▸ **Things to do**:
A) In the sickle cell article, about how many Americans does sickle cell disease affect?
B) Copy out everything in the sickle cell article from "Burying a family" down to "in August 2014.".

START Selected excerpt

Burying a family member is never easy, especially when a parent buries a child. This sad chore fell upon now mother of five, Yvette Teixeira, when her eldest daughter, Makayla, passed in August 2014.
Makayla, 9, who had been born with sickle cell anemia, suddenly became sick and was rushed to St. Luke’s Hospital. She was given pain medication and sent home. The next day, she died in her mother’s arms.
“If the hospital had just done an X-ray on my daughter, she would still be here,” stated Teixeira. “Their lack of knowledge about the disease allowed them to send her home because the medical examiner said she should have never been discharged from the hospital in the condition she was in. Following what the doctors said because they are supposed to know best, we brought her home, and a day later she died in my arms.”
Her family later learned that her spleen had rapidly enlarged, but doctors had not detected its growth.
Sickle cell anemia is a devastating and painful genetic condition that affects both children and adults.
According to www.sicklecelldisease.org, sickle cell disease is an inherited blood disorder that affects red blood cells. People with sickle cell disease have red blood cells that contain mostly hemoglobin S, an abnormal type of hemoglobin. Sometimes these red blood cells become sickle-shaped (crescent shaped) and have difficulty passing through small blood vessels.
When sickle-shaped cells block small blood vessels, less blood can reach that part of the body. Tissue that does not receive a normal blood flow eventually becomes damaged. This damage is what causes the complications of sickle cell disease. There is currently no universal cure.
CDC.gov reports that SCD affects approximately 100,000 Americans. SCD occurs among 1 out of every 365 Black or African-American births. SCD occurs among approximately 1 out of every 16,300 Hispanic-American births. Approximately 1 in 13 Black or African-American babies is born with sickle cell trait.

END Selected excerpt
START Record excerpts

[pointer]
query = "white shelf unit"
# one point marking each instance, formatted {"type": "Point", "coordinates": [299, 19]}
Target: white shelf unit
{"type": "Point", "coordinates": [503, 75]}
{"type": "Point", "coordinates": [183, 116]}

END Record excerpts

▸ **Task-by-task solutions**:
A) Approximately 100,000 Americans.

B)
Burying a family member is never easy, especially when a parent buries a child. This sad chore fell upon now mother of five, Yvette Teixeira, when her eldest daughter, Makayla, passed in August 2014.